----- PASSAGE PROVIDED -----
Since TTL_PAPERS data is literally a four-bit wide NAND of data sent across all processors, computing a four-bit global NAND takes only one operation. Likewise, NAND can implement AND and OR functions by simply complementing the output or by complementing the inputs.
To accomplish a four-bit broadcast from a single processor, all the other processors simply output 0xf -- four 1 bits. Again, the result will be the complement of the data sent.
To accomplish a one-bit multi-broadcast, each processor sends four bits of data such that processor i's bit i is the data it wishes to send, and the other bits are all 1 values. For example, bit 2 will be 1 for processors 0, 1, and 3; thus, NANDing these signals together will result in a signal that is the complement of bit 2 from processor 2.

In summary, TTL_PAPERS provides almost no facility for autonomous communications, but does provide a very rich collection of aggregate communication operations based on global state.

1.3. Interrupts

To facilitate some level of asynchronous operation, TTL_PAPERS provides a separate interrupt broadcast facility so that any processor can signal the others. Such an interrupt does not really generate a hardware interrupt on each processor, rather, it sets a flag that each processor can read at an appropriate time. Although such a check can be made at any time, the two most obvious times are:

When a barrier wait has taken an unexpectedly long time. This would indicate that one or more processors might have generated an interrupt, freezing the barrier state so that other processors would know to check for an interrupt.
----- PROVIDED MATERIAL -----
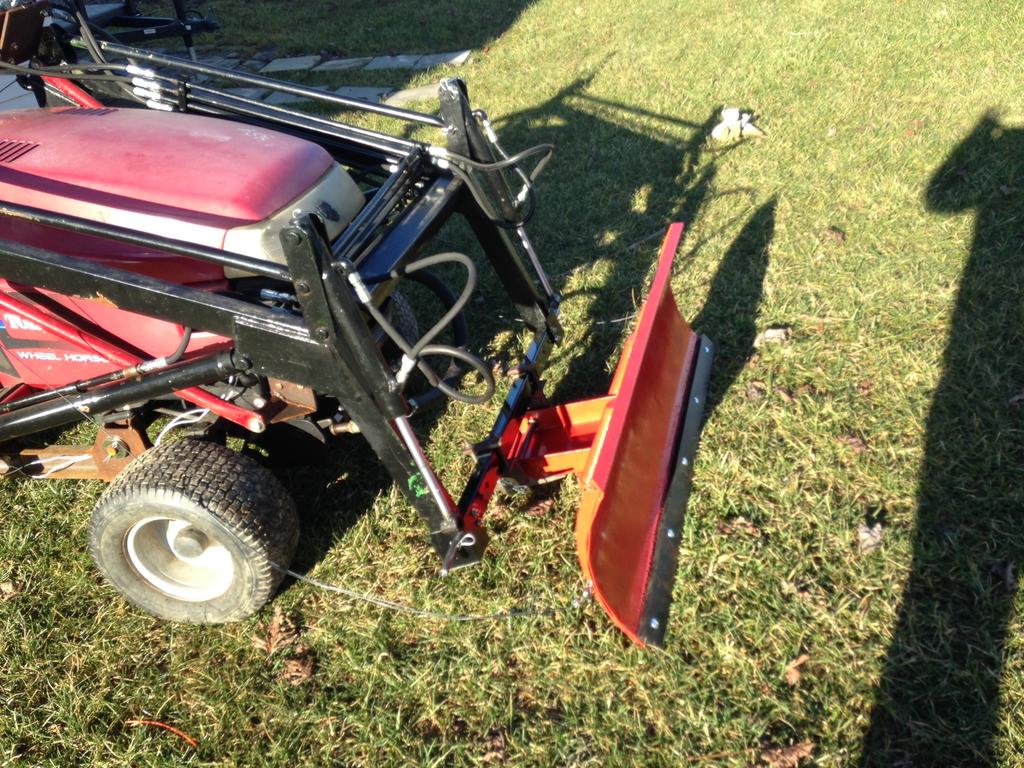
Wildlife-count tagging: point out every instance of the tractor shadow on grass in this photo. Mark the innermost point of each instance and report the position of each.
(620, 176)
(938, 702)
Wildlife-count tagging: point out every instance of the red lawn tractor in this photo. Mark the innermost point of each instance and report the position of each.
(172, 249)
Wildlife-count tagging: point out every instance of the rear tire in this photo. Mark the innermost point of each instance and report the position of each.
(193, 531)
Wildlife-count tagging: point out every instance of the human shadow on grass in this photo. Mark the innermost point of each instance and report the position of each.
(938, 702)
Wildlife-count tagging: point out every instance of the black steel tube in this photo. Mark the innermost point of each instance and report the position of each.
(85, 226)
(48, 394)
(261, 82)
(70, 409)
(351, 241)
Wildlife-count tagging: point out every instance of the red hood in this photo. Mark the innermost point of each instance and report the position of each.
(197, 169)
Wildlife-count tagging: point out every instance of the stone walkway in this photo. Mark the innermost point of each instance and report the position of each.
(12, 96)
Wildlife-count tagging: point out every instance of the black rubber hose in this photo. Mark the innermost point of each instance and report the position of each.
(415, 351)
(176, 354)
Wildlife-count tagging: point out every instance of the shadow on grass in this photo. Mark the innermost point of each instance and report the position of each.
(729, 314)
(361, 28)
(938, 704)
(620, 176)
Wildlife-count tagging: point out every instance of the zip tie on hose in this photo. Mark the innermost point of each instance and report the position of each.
-----
EXERCISES:
a) Write out the TTL_PAPERS passage in full, word for word.
b) Count the lines in the entries that contain the word "position", and reply with that number alone.
The TTL_PAPERS passage and the entries are unrelated material.

RESPONSES FOR EACH TASK:
a)
Since TTL_PAPERS data is literally a four-bit wide NAND of data sent across all processors, computing a four-bit global NAND takes only one operation. Likewise, NAND can implement AND and OR functions by simply complementing the output or by complementing the inputs.
To accomplish a four-bit broadcast from a single processor, all the other processors simply output 0xf -- four 1 bits. Again, the result will be the complement of the data sent.
To accomplish a one-bit multi-broadcast, each processor sends four bits of data such that processor i's bit i is the data it wishes to send, and the other bits are all 1 values. For example, bit 2 will be 1 for processors 0, 1, and 3; thus, NANDing these signals together will result in a signal that is the complement of bit 2 from processor 2.

In summary, TTL_PAPERS provides almost no facility for autonomous communications, but does provide a very rich collection of aggregate communication operations based on global state.

1.3. Interrupts

To facilitate some level of asynchronous operation, TTL_PAPERS provides a separate interrupt broadcast facility so that any processor can signal the others. Such an interrupt does not really generate a hardware interrupt on each processor, rather, it sets a flag that each processor can read at an appropriate time. Although such a check can be made at any time, the two most obvious times are:

When a barrier wait has taken an unexpectedly long time. This would indicate that one or more processors might have generated an interrupt, freezing the barrier state so that other processors would know to check for an interrupt.

b) 10